*Text segment*.
◆ ◆ ◆ ◆

No Man's Sky PC review

It is, I suppose, worth explaining what No Man’s Sky is not. It is not a simulation. It shares more similarities with Out There, an FTL-like space adventure originally published on mobile, than it does with Elite: Dangerous. And that’s fine; Out There is very good. It’s a lot more punishing and tense than No Man’s Sky, however, which throws few serious challenges the player’s way. Indeed, the latter is positively leisurely: a serene journey through myriad pretty solar systems.

You begin stranded on a random world, a barely functioning ship next to you and only the vaguest guidance. No Man’s Sky does an exceptionally poor job of pushing or even nudging players in the right direction, providing potential avenues of progression with less directness than a meandering, blind drunk. And even if you do manage to find yourself on the path, the game offers little in the way of purpose or direction.

◆ ◆ ◆ ◆

*Exercise 1*. Recast the lines of the listing from the line with "[mask] grazing deer -> every instance" to the line with "108 L 212 106" as a JSON list of strings, one string per line, with blank lines left out.

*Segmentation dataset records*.
◆ ◆ ◆ ◆

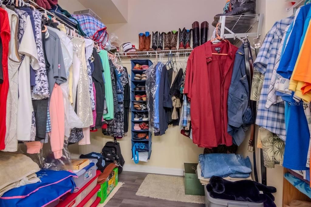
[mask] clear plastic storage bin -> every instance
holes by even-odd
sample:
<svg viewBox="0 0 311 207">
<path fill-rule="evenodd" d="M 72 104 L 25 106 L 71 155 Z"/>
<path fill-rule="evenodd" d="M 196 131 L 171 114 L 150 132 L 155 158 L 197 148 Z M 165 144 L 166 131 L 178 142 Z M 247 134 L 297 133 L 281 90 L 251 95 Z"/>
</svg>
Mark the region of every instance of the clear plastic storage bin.
<svg viewBox="0 0 311 207">
<path fill-rule="evenodd" d="M 96 175 L 96 163 L 97 160 L 96 159 L 89 159 L 90 163 L 93 163 L 94 165 L 86 170 L 84 169 L 80 170 L 77 172 L 74 172 L 77 174 L 78 177 L 73 178 L 73 181 L 76 183 L 76 189 L 73 191 L 74 193 L 78 192 L 79 190 L 82 188 L 86 184 L 94 177 Z M 87 168 L 87 166 L 86 168 Z"/>
<path fill-rule="evenodd" d="M 252 203 L 245 201 L 235 201 L 218 199 L 212 198 L 204 186 L 205 193 L 205 207 L 263 207 L 262 203 Z"/>
</svg>

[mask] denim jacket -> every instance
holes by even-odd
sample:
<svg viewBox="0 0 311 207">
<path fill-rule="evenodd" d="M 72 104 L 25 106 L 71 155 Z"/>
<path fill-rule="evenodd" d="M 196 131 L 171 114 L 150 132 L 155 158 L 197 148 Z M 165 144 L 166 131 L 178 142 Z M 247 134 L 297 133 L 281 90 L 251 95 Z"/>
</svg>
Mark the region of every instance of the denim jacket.
<svg viewBox="0 0 311 207">
<path fill-rule="evenodd" d="M 117 99 L 118 103 L 123 102 L 123 87 L 122 86 L 121 81 L 120 80 L 120 76 L 119 72 L 116 69 L 115 69 L 114 72 L 115 73 L 116 78 L 117 79 L 117 84 L 116 85 L 116 88 L 117 90 Z"/>
<path fill-rule="evenodd" d="M 242 44 L 235 54 L 228 101 L 227 131 L 232 136 L 233 143 L 238 146 L 253 123 L 252 111 L 248 107 L 249 90 Z"/>
</svg>

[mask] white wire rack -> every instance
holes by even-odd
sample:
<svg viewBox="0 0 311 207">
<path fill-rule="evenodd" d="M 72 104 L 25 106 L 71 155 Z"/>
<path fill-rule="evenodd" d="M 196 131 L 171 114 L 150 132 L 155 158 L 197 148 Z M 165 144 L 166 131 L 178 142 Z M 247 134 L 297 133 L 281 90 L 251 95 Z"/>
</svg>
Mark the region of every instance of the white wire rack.
<svg viewBox="0 0 311 207">
<path fill-rule="evenodd" d="M 149 58 L 151 56 L 156 57 L 162 55 L 171 55 L 186 56 L 190 54 L 192 49 L 183 50 L 159 50 L 156 51 L 146 51 L 128 53 L 116 53 L 116 56 L 121 58 Z"/>
<path fill-rule="evenodd" d="M 232 44 L 236 44 L 244 38 L 259 38 L 261 35 L 263 15 L 262 14 L 236 16 L 220 16 L 219 22 L 221 23 L 219 36 L 223 39 L 228 40 Z M 257 30 L 248 32 L 258 23 Z"/>
</svg>

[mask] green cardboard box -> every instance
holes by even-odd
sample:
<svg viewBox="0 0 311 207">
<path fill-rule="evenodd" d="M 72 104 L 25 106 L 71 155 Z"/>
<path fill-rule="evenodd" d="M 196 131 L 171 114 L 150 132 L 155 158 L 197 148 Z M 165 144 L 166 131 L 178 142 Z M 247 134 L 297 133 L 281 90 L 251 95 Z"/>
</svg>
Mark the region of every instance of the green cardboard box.
<svg viewBox="0 0 311 207">
<path fill-rule="evenodd" d="M 114 188 L 118 182 L 118 168 L 114 169 L 109 174 L 104 182 L 100 185 L 100 188 L 97 192 L 97 197 L 100 198 L 100 203 L 103 203 Z"/>
<path fill-rule="evenodd" d="M 196 173 L 197 163 L 184 163 L 185 193 L 186 195 L 204 196 L 204 186 Z"/>
</svg>

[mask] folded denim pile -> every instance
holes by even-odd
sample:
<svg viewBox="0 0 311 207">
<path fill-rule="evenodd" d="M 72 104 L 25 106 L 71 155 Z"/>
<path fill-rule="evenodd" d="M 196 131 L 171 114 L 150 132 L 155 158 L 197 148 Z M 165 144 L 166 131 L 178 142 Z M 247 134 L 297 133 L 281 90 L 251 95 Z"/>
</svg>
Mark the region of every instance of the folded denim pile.
<svg viewBox="0 0 311 207">
<path fill-rule="evenodd" d="M 251 180 L 249 158 L 235 154 L 201 154 L 199 155 L 198 177 L 202 184 L 209 182 L 213 176 L 233 181 Z"/>
</svg>

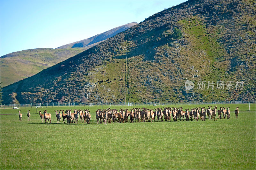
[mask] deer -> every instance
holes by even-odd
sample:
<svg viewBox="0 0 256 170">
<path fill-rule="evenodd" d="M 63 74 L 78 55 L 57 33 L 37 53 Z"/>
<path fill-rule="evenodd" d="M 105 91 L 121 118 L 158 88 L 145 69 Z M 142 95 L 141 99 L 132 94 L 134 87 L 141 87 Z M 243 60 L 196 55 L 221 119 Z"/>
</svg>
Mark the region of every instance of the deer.
<svg viewBox="0 0 256 170">
<path fill-rule="evenodd" d="M 96 120 L 97 121 L 96 123 L 99 124 L 100 122 L 100 111 L 99 110 L 97 110 L 96 111 Z"/>
<path fill-rule="evenodd" d="M 191 111 L 189 112 L 189 119 L 190 121 L 194 121 L 194 109 L 191 109 Z"/>
<path fill-rule="evenodd" d="M 130 122 L 132 123 L 133 121 L 133 117 L 134 117 L 134 114 L 132 112 L 132 112 L 130 113 L 129 116 L 130 117 Z"/>
<path fill-rule="evenodd" d="M 90 114 L 90 111 L 87 110 L 87 124 L 91 124 L 91 114 Z"/>
<path fill-rule="evenodd" d="M 82 123 L 83 122 L 83 119 L 84 118 L 84 115 L 83 114 L 83 112 L 82 110 L 79 110 L 79 116 L 80 117 L 80 123 Z"/>
<path fill-rule="evenodd" d="M 214 109 L 213 110 L 211 110 L 212 112 L 212 117 L 213 117 L 213 120 L 215 120 L 215 118 L 216 119 L 216 121 L 217 121 L 217 117 L 216 117 L 217 115 L 217 106 L 214 106 Z"/>
<path fill-rule="evenodd" d="M 61 111 L 61 115 L 62 115 L 62 118 L 63 119 L 63 123 L 65 123 L 64 120 L 65 119 L 67 119 L 67 123 L 68 123 L 68 114 L 64 113 L 64 110 L 60 110 Z"/>
<path fill-rule="evenodd" d="M 58 122 L 60 124 L 60 122 L 61 121 L 61 117 L 62 117 L 62 114 L 60 113 L 60 111 L 61 110 L 58 110 L 59 111 L 59 113 L 57 115 L 57 123 L 58 123 Z M 59 120 L 59 121 L 58 121 Z"/>
<path fill-rule="evenodd" d="M 228 110 L 227 110 L 227 118 L 228 119 L 229 119 L 229 117 L 230 117 L 230 110 L 229 110 L 229 108 L 230 107 L 228 107 L 227 108 L 228 109 Z"/>
<path fill-rule="evenodd" d="M 137 113 L 137 117 L 136 118 L 138 121 L 138 123 L 139 123 L 140 120 L 140 112 L 138 110 L 135 110 L 135 111 Z"/>
<path fill-rule="evenodd" d="M 237 116 L 237 118 L 238 119 L 238 114 L 239 113 L 239 111 L 238 110 L 238 108 L 239 107 L 237 107 L 236 109 L 235 110 L 235 114 L 236 115 L 236 116 Z"/>
<path fill-rule="evenodd" d="M 117 113 L 117 118 L 118 118 L 118 122 L 119 123 L 121 123 L 121 122 L 123 123 L 124 123 L 124 119 L 123 117 L 123 115 L 119 112 Z"/>
<path fill-rule="evenodd" d="M 38 111 L 38 112 L 39 112 L 39 116 L 40 116 L 40 117 L 42 119 L 42 123 L 43 123 L 43 119 L 44 118 L 44 114 L 41 114 L 41 112 L 42 112 L 42 111 Z"/>
<path fill-rule="evenodd" d="M 211 108 L 212 107 L 212 106 L 208 106 L 208 109 L 207 109 L 207 114 L 208 115 L 208 118 L 210 119 L 210 116 L 211 116 L 211 118 L 212 118 L 212 110 L 211 110 Z"/>
<path fill-rule="evenodd" d="M 108 111 L 109 111 L 109 113 L 108 115 L 108 123 L 111 124 L 111 120 L 113 119 L 113 110 L 108 110 Z M 114 121 L 113 120 L 113 124 L 114 123 Z"/>
<path fill-rule="evenodd" d="M 153 109 L 150 109 L 149 110 L 149 113 L 150 113 L 150 119 L 151 121 L 151 123 L 154 121 L 154 117 L 155 117 L 155 112 L 153 111 Z"/>
<path fill-rule="evenodd" d="M 198 121 L 198 119 L 199 118 L 199 115 L 200 115 L 200 112 L 199 111 L 199 109 L 197 108 L 196 110 L 196 119 L 197 121 Z"/>
<path fill-rule="evenodd" d="M 222 114 L 222 108 L 220 107 L 220 110 L 218 110 L 218 118 L 219 119 L 221 119 L 221 114 Z"/>
<path fill-rule="evenodd" d="M 22 119 L 22 114 L 20 113 L 20 110 L 18 110 L 19 112 L 19 121 L 21 121 Z"/>
<path fill-rule="evenodd" d="M 174 108 L 174 110 L 172 111 L 173 116 L 172 118 L 174 121 L 177 121 L 177 110 L 176 108 Z"/>
<path fill-rule="evenodd" d="M 113 110 L 113 122 L 117 122 L 117 112 L 116 109 L 114 109 Z"/>
<path fill-rule="evenodd" d="M 101 110 L 100 110 L 100 123 L 102 123 L 102 121 L 103 120 L 103 115 L 104 114 L 104 111 L 105 110 L 103 110 L 102 111 Z"/>
<path fill-rule="evenodd" d="M 184 116 L 185 115 L 185 112 L 183 111 L 183 108 L 180 108 L 180 111 L 179 112 L 180 113 L 180 121 L 182 121 L 182 119 L 183 119 L 183 121 L 184 121 Z M 181 120 L 180 120 L 181 118 Z"/>
<path fill-rule="evenodd" d="M 222 112 L 223 113 L 223 118 L 226 118 L 226 116 L 227 115 L 227 110 L 225 108 L 222 108 Z"/>
<path fill-rule="evenodd" d="M 189 109 L 185 109 L 186 110 L 186 112 L 185 112 L 185 118 L 186 118 L 186 121 L 189 121 L 189 111 L 188 111 Z"/>
<path fill-rule="evenodd" d="M 30 110 L 28 110 L 28 114 L 27 116 L 28 116 L 28 121 L 30 121 L 30 120 L 29 120 L 29 118 L 30 118 Z"/>
<path fill-rule="evenodd" d="M 159 109 L 159 117 L 160 118 L 160 121 L 163 122 L 163 111 L 162 111 L 162 109 Z"/>
<path fill-rule="evenodd" d="M 168 118 L 169 114 L 167 108 L 164 108 L 164 110 L 163 111 L 163 113 L 164 114 L 164 119 L 165 119 L 165 122 L 166 122 L 167 121 L 167 119 Z"/>
<path fill-rule="evenodd" d="M 125 113 L 124 114 L 124 119 L 125 120 L 125 122 L 127 122 L 128 121 L 128 117 L 129 117 L 129 116 L 131 112 L 128 111 L 128 109 L 125 109 Z"/>
<path fill-rule="evenodd" d="M 74 119 L 75 120 L 75 123 L 76 124 L 78 124 L 78 118 L 79 115 L 80 115 L 80 111 L 79 110 L 74 110 Z"/>
<path fill-rule="evenodd" d="M 51 118 L 52 117 L 52 114 L 47 113 L 46 110 L 44 110 L 44 124 L 46 123 L 46 120 L 47 120 L 47 123 L 49 123 L 49 119 L 50 120 L 50 123 L 52 124 L 52 120 Z"/>
<path fill-rule="evenodd" d="M 103 110 L 105 111 L 104 110 Z M 104 124 L 107 124 L 107 120 L 108 120 L 108 114 L 107 111 L 103 112 L 103 122 Z"/>
<path fill-rule="evenodd" d="M 61 120 L 61 116 L 60 116 L 60 111 L 58 110 L 54 110 L 55 114 L 56 115 L 56 118 L 57 118 L 57 124 L 59 123 L 59 121 L 60 123 L 60 121 Z M 58 112 L 59 112 L 59 113 Z"/>
</svg>

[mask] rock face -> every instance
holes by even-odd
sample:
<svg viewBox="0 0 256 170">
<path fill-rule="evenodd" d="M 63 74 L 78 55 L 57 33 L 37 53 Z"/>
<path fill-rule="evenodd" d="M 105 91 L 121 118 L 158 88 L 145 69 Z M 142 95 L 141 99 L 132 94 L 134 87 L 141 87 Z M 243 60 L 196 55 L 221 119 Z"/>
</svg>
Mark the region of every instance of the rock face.
<svg viewBox="0 0 256 170">
<path fill-rule="evenodd" d="M 54 102 L 62 96 L 76 102 L 86 97 L 90 102 L 253 100 L 256 60 L 251 54 L 256 44 L 255 39 L 241 37 L 255 36 L 255 8 L 248 2 L 190 0 L 164 10 L 4 87 L 3 103 L 11 103 L 13 93 L 13 99 L 22 103 Z M 189 90 L 187 81 L 195 86 Z M 234 86 L 220 91 L 218 81 L 244 84 L 243 89 Z M 198 88 L 199 82 L 212 81 L 214 89 L 207 89 L 207 83 L 204 89 Z"/>
</svg>

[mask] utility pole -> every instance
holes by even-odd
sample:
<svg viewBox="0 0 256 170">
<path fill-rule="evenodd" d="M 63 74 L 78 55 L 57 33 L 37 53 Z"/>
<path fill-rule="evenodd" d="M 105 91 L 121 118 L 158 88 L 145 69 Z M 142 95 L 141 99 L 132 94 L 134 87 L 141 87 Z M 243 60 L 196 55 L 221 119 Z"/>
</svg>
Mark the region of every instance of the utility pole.
<svg viewBox="0 0 256 170">
<path fill-rule="evenodd" d="M 125 94 L 124 97 L 124 102 L 126 104 L 126 79 L 127 74 L 127 34 L 126 34 L 126 61 L 125 61 Z"/>
</svg>

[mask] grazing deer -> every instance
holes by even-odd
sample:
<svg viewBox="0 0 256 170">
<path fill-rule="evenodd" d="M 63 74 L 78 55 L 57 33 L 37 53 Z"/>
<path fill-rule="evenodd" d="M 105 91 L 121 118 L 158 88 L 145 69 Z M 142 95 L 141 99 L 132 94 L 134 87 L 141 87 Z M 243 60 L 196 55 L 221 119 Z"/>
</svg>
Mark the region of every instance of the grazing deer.
<svg viewBox="0 0 256 170">
<path fill-rule="evenodd" d="M 150 117 L 151 123 L 154 121 L 154 117 L 155 117 L 155 112 L 153 111 L 153 109 L 149 110 Z"/>
<path fill-rule="evenodd" d="M 134 114 L 133 114 L 133 112 L 132 112 L 132 111 L 131 113 L 130 113 L 129 114 L 129 116 L 130 117 L 130 122 L 131 123 L 132 123 L 133 122 L 133 117 L 134 117 Z"/>
<path fill-rule="evenodd" d="M 57 119 L 57 124 L 60 122 L 60 121 L 61 121 L 61 116 L 60 116 L 60 110 L 54 110 L 54 111 L 55 112 L 55 114 L 56 114 L 56 118 Z M 59 113 L 58 112 L 59 112 Z"/>
<path fill-rule="evenodd" d="M 211 108 L 212 106 L 208 106 L 208 109 L 207 109 L 207 114 L 208 115 L 208 118 L 209 119 L 210 119 L 210 117 L 211 117 L 211 118 L 212 119 L 212 110 L 211 110 Z"/>
<path fill-rule="evenodd" d="M 137 117 L 136 117 L 137 120 L 138 121 L 138 123 L 140 123 L 140 112 L 138 110 L 135 110 L 135 111 L 137 113 Z"/>
<path fill-rule="evenodd" d="M 103 120 L 103 115 L 104 114 L 104 112 L 105 110 L 103 110 L 101 111 L 100 110 L 100 123 L 101 124 L 102 123 L 102 120 Z"/>
<path fill-rule="evenodd" d="M 191 111 L 189 112 L 189 119 L 190 121 L 194 121 L 194 109 L 191 109 Z"/>
<path fill-rule="evenodd" d="M 238 113 L 239 113 L 239 111 L 238 110 L 238 108 L 239 107 L 236 107 L 236 109 L 235 110 L 235 114 L 236 115 L 236 116 L 237 116 L 237 118 L 238 119 Z"/>
<path fill-rule="evenodd" d="M 216 121 L 217 121 L 217 106 L 214 106 L 214 109 L 211 110 L 211 111 L 212 111 L 212 118 L 213 117 L 213 120 L 215 120 L 215 119 L 216 119 Z"/>
<path fill-rule="evenodd" d="M 185 115 L 185 112 L 183 111 L 182 110 L 183 110 L 183 107 L 180 107 L 180 110 L 179 111 L 179 113 L 180 116 L 180 121 L 182 121 L 182 119 L 183 119 L 183 121 L 184 121 L 184 116 Z M 181 120 L 180 120 L 180 118 L 181 118 Z"/>
<path fill-rule="evenodd" d="M 218 118 L 221 119 L 221 115 L 222 114 L 222 108 L 220 107 L 220 110 L 218 110 Z"/>
<path fill-rule="evenodd" d="M 29 112 L 30 110 L 28 110 L 28 114 L 27 116 L 28 116 L 28 121 L 30 121 L 30 120 L 29 120 L 29 118 L 30 117 L 30 112 Z"/>
<path fill-rule="evenodd" d="M 19 112 L 19 121 L 21 121 L 22 119 L 22 114 L 20 113 L 20 110 L 18 110 Z"/>
<path fill-rule="evenodd" d="M 68 114 L 64 113 L 64 110 L 60 110 L 61 111 L 61 115 L 62 115 L 62 118 L 63 119 L 63 123 L 65 123 L 65 119 L 67 119 L 67 123 L 68 123 Z"/>
<path fill-rule="evenodd" d="M 105 111 L 105 110 L 104 110 Z M 107 111 L 103 112 L 103 122 L 104 124 L 107 124 L 107 120 L 108 120 L 108 113 Z"/>
<path fill-rule="evenodd" d="M 80 112 L 78 110 L 74 110 L 74 119 L 75 120 L 75 123 L 76 124 L 78 124 L 78 118 L 79 115 L 80 115 Z"/>
<path fill-rule="evenodd" d="M 52 124 L 52 120 L 51 118 L 52 117 L 52 114 L 47 113 L 46 110 L 44 110 L 44 123 L 46 123 L 46 120 L 47 120 L 47 123 L 49 123 L 49 119 L 50 120 L 50 123 Z"/>
<path fill-rule="evenodd" d="M 185 118 L 186 118 L 186 121 L 189 121 L 189 111 L 188 111 L 189 109 L 185 109 L 186 110 L 186 112 L 185 113 Z"/>
<path fill-rule="evenodd" d="M 118 122 L 119 123 L 121 123 L 121 122 L 123 123 L 124 123 L 124 119 L 123 117 L 122 114 L 119 112 L 117 113 L 117 118 L 118 118 Z"/>
<path fill-rule="evenodd" d="M 96 123 L 97 124 L 99 124 L 100 122 L 100 112 L 98 110 L 96 111 L 96 120 L 97 121 Z"/>
<path fill-rule="evenodd" d="M 227 110 L 225 108 L 222 108 L 222 112 L 223 113 L 223 118 L 224 119 L 226 118 L 226 116 L 227 115 Z"/>
<path fill-rule="evenodd" d="M 90 114 L 90 111 L 87 110 L 87 124 L 91 124 L 91 114 Z"/>
<path fill-rule="evenodd" d="M 230 117 L 230 110 L 229 110 L 229 108 L 228 107 L 227 108 L 228 110 L 227 110 L 227 118 L 229 119 Z"/>
<path fill-rule="evenodd" d="M 196 119 L 197 121 L 198 121 L 198 119 L 199 118 L 199 115 L 200 115 L 200 111 L 199 111 L 199 109 L 197 108 L 196 109 Z"/>
<path fill-rule="evenodd" d="M 173 116 L 172 116 L 172 118 L 174 121 L 177 121 L 177 110 L 176 110 L 177 108 L 174 108 L 174 110 L 172 111 L 172 113 Z"/>
<path fill-rule="evenodd" d="M 84 118 L 84 115 L 83 114 L 83 112 L 82 110 L 79 110 L 79 116 L 80 116 L 80 123 L 82 123 L 83 122 L 83 119 Z"/>
<path fill-rule="evenodd" d="M 42 111 L 42 110 L 40 111 L 38 111 L 39 112 L 39 116 L 40 116 L 40 117 L 42 119 L 42 123 L 43 123 L 43 119 L 44 118 L 44 114 L 41 114 L 41 112 Z"/>
</svg>

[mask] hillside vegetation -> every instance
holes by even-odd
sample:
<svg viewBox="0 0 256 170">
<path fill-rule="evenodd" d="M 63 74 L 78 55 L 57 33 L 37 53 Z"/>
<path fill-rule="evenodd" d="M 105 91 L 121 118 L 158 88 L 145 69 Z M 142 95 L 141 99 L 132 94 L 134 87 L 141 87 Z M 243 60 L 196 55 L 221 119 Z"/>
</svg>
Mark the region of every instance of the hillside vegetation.
<svg viewBox="0 0 256 170">
<path fill-rule="evenodd" d="M 114 28 L 110 30 L 99 34 L 88 39 L 78 41 L 76 42 L 66 44 L 57 48 L 56 49 L 61 49 L 77 47 L 84 47 L 90 45 L 96 45 L 97 43 L 113 37 L 116 34 L 125 31 L 130 27 L 135 25 L 138 23 L 136 22 L 132 22 L 124 25 Z M 95 44 L 95 43 L 96 43 Z"/>
<path fill-rule="evenodd" d="M 44 69 L 96 46 L 131 26 L 133 22 L 79 41 L 57 48 L 36 48 L 14 52 L 0 58 L 0 82 L 9 85 L 32 76 Z"/>
<path fill-rule="evenodd" d="M 36 48 L 4 55 L 0 58 L 1 82 L 5 86 L 32 76 L 87 48 Z"/>
<path fill-rule="evenodd" d="M 255 3 L 189 0 L 168 8 L 5 87 L 4 102 L 254 100 Z M 205 81 L 205 89 L 186 90 L 187 80 Z M 208 81 L 244 84 L 206 89 Z"/>
</svg>

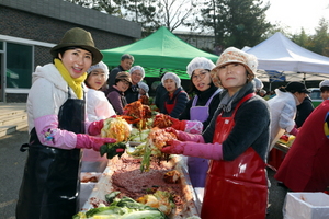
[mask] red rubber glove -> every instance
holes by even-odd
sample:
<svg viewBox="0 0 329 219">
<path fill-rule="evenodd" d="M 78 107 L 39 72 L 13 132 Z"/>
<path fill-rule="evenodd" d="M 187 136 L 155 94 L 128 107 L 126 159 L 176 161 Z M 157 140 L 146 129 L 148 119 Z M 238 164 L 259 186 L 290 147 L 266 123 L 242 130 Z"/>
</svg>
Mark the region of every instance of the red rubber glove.
<svg viewBox="0 0 329 219">
<path fill-rule="evenodd" d="M 181 141 L 193 141 L 193 142 L 204 142 L 202 135 L 197 134 L 188 134 L 181 130 L 177 130 L 172 127 L 168 127 L 164 129 L 167 132 L 172 132 L 175 137 Z"/>
<path fill-rule="evenodd" d="M 104 119 L 92 122 L 88 127 L 88 134 L 91 136 L 98 136 L 104 126 Z"/>
<path fill-rule="evenodd" d="M 168 116 L 169 120 L 172 122 L 172 125 L 170 127 L 177 129 L 177 130 L 185 130 L 186 120 L 179 120 L 177 118 L 173 118 L 171 116 Z"/>
<path fill-rule="evenodd" d="M 100 151 L 100 148 L 105 143 L 114 143 L 116 140 L 114 138 L 100 138 L 88 136 L 84 134 L 77 135 L 76 148 L 87 148 L 93 149 L 94 151 Z"/>
<path fill-rule="evenodd" d="M 172 140 L 161 149 L 163 153 L 183 154 L 188 157 L 223 160 L 223 146 L 220 143 L 196 143 L 191 141 Z"/>
</svg>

◆ ◆ ◆ ◆

*Exercise 2*. According to the review of No Man's Sky, why is the game positively leisurely compared with Out There?

*Correct answer 1*.
[
  "[mask] grazing deer -> every instance",
  "holes by even-odd",
  "sample:",
  "<svg viewBox=\"0 0 256 170\">",
  "<path fill-rule=\"evenodd\" d=\"M 63 74 L 78 55 L 57 33 L 37 53 Z\"/>",
  "<path fill-rule=\"evenodd\" d=\"M 105 91 L 121 118 L 158 88 L 145 69 Z M 142 95 L 141 99 L 132 94 L 134 87 L 141 87 Z M 243 60 L 196 55 L 221 119 Z\"/>",
  "</svg>",
  "Mark the region of every instance of the grazing deer.",
  "<svg viewBox=\"0 0 256 170\">",
  "<path fill-rule=\"evenodd\" d=\"M 150 117 L 151 123 L 154 121 L 154 117 L 155 117 L 155 112 L 153 111 L 153 109 L 149 110 Z\"/>",
  "<path fill-rule=\"evenodd\" d=\"M 134 114 L 133 114 L 133 112 L 132 112 L 132 111 L 131 113 L 130 113 L 129 114 L 129 116 L 130 117 L 130 122 L 131 123 L 132 123 L 133 122 L 133 117 L 134 117 Z\"/>",
  "<path fill-rule=\"evenodd\" d=\"M 57 119 L 57 124 L 60 122 L 60 121 L 61 121 L 61 116 L 60 116 L 60 110 L 54 110 L 54 111 L 55 112 L 55 114 L 56 114 L 56 118 Z M 59 113 L 58 112 L 59 112 Z\"/>",
  "<path fill-rule=\"evenodd\" d=\"M 211 108 L 212 106 L 208 106 L 208 109 L 207 109 L 207 114 L 208 115 L 208 118 L 209 119 L 210 119 L 210 117 L 211 117 L 211 118 L 212 119 L 212 110 L 211 110 Z\"/>"
]

*Correct answer 2*. The review says No Man's Sky throws few serious challenges the player's way, while Out There is a lot more punishing and tense. As a result, No Man's Sky plays as a serene journey through myriad pretty solar systems.